--- Exercice A ---
Dans l'extrait sur la procédure contentieuse, de quelle date est l'arrêté du préfet de l'Eure que Mme A... B... a demandé d'annuler ?
--- Exercice B ---
Recopiez tout le passage de l'extrait sur la procédure contentieuse, depuis « Vu la procédure » jusqu'à « la mesure d'éloignement. ».
--- Exercice C ---
Reprenez l'extrait sur la procédure contentieuse là où il s'arrête et poursuivez-le.

--- Texte à lire ---

***

Vu la procédure suivante :
Procédure contentieuse antérieure :
Mme A... B... a demandé au tribunal administratif de Rouen d'annuler l'arrêté du 21 août 2023 par lequel le préfet de l'Eure a rejeté sa demande de titre de séjour, l'a obligée à quitter le territoire français dans un délai de trente jours et a fixé le pays à destination duquel elle pourrait être reconduite en cas d'exécution d'office de la mesure d'éloignement.
Par un jugement n° 2304397 du 11 avril 2024, le tribunal administratif de Rouen a rejeté sa demande.

***

--- Entrées extraites d'une collection ---
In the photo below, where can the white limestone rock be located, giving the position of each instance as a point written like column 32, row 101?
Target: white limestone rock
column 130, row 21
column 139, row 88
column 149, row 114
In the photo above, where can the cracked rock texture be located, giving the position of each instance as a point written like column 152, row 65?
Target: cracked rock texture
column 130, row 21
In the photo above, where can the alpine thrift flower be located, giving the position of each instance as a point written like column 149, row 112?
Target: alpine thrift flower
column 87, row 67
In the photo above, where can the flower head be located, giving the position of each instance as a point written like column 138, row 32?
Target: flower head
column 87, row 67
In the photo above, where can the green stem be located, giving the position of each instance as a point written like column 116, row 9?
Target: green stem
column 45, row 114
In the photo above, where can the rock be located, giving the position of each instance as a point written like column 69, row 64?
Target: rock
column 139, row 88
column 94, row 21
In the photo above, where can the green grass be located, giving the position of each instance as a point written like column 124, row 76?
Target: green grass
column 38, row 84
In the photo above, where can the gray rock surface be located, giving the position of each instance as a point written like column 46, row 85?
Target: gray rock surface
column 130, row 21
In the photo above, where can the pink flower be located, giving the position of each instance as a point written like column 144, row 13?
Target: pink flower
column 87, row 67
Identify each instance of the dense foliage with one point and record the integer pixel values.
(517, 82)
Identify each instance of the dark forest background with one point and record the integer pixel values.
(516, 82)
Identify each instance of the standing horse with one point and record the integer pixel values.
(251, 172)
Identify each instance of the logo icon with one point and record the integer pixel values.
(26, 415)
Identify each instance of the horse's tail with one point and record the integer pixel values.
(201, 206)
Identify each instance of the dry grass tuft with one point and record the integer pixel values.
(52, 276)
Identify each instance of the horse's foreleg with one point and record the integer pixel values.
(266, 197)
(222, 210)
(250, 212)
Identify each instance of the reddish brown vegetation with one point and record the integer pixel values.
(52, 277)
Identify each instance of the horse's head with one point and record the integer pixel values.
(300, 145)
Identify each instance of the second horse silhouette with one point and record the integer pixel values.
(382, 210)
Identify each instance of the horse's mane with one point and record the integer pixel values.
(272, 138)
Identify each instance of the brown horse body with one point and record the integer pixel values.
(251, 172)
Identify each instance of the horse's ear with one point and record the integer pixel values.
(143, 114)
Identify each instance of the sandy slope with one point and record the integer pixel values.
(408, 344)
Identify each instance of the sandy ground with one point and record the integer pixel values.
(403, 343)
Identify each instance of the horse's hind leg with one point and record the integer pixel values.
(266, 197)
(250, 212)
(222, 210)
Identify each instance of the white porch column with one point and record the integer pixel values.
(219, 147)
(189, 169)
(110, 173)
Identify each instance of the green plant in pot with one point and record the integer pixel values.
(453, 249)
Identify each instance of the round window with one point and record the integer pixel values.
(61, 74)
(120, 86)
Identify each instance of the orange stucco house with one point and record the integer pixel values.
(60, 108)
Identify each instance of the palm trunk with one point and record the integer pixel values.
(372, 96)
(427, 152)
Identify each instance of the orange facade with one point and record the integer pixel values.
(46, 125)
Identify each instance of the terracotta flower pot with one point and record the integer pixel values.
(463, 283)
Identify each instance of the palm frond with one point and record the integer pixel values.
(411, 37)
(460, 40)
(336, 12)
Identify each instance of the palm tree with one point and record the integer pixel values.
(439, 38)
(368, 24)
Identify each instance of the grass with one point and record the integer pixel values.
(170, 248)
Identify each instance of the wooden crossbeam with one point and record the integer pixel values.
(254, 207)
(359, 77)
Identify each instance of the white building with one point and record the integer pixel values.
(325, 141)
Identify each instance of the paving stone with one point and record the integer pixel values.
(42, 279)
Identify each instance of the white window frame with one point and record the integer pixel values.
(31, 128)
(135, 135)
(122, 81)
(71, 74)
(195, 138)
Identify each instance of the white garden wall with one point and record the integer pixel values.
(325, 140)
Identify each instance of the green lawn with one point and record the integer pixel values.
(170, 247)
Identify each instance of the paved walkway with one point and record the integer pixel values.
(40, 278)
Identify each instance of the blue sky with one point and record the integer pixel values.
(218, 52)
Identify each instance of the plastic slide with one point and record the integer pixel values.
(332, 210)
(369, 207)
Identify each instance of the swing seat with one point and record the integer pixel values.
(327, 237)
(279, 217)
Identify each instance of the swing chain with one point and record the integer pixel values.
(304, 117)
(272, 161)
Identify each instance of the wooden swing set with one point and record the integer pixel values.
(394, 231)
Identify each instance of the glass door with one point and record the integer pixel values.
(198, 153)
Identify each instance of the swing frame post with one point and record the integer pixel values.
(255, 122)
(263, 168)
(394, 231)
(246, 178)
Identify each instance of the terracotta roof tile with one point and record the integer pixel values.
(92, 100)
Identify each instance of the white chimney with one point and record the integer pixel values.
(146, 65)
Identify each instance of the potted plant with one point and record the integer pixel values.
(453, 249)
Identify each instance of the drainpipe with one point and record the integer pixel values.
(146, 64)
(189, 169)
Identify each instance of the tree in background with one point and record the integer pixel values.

***

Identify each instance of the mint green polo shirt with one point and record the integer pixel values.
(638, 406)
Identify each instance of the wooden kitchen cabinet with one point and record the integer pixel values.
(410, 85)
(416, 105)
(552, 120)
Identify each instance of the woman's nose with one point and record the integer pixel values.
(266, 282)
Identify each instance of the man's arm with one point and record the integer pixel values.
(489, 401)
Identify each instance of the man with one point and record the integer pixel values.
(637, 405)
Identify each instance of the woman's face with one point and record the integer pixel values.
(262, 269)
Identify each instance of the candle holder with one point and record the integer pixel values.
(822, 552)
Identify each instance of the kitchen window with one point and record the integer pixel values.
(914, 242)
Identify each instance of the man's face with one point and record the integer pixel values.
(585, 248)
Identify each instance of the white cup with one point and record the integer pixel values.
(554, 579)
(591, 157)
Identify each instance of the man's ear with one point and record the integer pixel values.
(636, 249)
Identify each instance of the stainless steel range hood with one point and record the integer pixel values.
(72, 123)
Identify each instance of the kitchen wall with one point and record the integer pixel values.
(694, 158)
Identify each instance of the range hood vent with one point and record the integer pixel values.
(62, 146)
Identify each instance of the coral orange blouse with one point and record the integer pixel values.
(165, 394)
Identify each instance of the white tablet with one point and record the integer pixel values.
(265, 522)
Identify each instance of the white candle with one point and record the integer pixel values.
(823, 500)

***

--- Réponse rédigée A ---
Du 21 août 2023.

--- Réponse rédigée B ---
Vu la procédure suivante :
Procédure contentieuse antérieure :
Mme A... B... a demandé au tribunal administratif de Rouen d'annuler l'arrêté du 21 août 2023 par lequel le préfet de l'Eure a rejeté sa demande de titre de séjour, l'a obligée à quitter le territoire français dans un délai de trente jours et a fixé le pays à destination duquel elle pourrait être reconduite en cas d'exécution d'office de la mesure d'éloignement.

--- Réponse rédigée C ---
Procédure devant la cour :
Par une requête et des mémoires, enregistrés le 19 juillet 2024, le 15 octobre 2024 et le 17 mars 2025, ce dernier mémoire n'ayant pas été communiqué, Mme B..., représentée par Me Bara Carré, demande à la cour :
1°) d'annuler ce jugement du 11 avril 2024 ;
2°) d'annuler l'arrêté du 21 août 2023 ;
3°) d'enjoindre au préfet de l'Eure, d'une part, de lui délivrer un titre de séjour ou, à défaut, une autorisation provisoire de séjour, dans un délai de quinze jours à compter de la notification de l'arrêt à intervenir, et, d'autre part, de lui restituer son passeport ;
4°) à titre subsidiaire, de suspendre l'exécution de l'arrêté contesté jusqu'à ce que la cour se prononce au fond ;
5°) de mettre à la charge de l'Etat une somme de 1 500 euros au titre des articles L. 761-1 du code de justice administrative et 37 de la loi du 10 juillet 1991.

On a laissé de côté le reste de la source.